▶ [Job]
Give the stretch of the listing from the line containing "class is wispy" through the end of the listing as a Markdown table with the columns Row and Line, leaving out blank lines.

▶ [Dataset excerpts]
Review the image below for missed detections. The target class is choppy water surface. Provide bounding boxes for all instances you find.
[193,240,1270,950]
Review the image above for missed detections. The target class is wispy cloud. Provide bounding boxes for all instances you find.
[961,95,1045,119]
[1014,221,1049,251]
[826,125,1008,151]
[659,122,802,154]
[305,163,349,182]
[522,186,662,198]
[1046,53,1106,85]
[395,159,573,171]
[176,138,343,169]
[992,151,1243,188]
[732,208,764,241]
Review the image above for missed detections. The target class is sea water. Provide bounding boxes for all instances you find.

▶ [Solution for this task]
| Row | Line |
|---|---|
| 1 | Review the image above for missed detections. The target class is wispy cloud. Provide bounding boxes for all instances you find. |
| 2 | [961,95,1045,119] |
| 3 | [1014,221,1049,251] |
| 4 | [826,125,1008,151] |
| 5 | [659,122,802,154] |
| 6 | [305,163,349,182] |
| 7 | [522,186,662,198] |
| 8 | [1046,53,1106,85] |
| 9 | [395,159,573,171] |
| 10 | [176,138,343,169] |
| 11 | [992,151,1243,188] |
| 12 | [732,208,764,241] |
| 13 | Review the image above for missed detections. The target class is sea water. Provide bounding boxes for all instances you find. |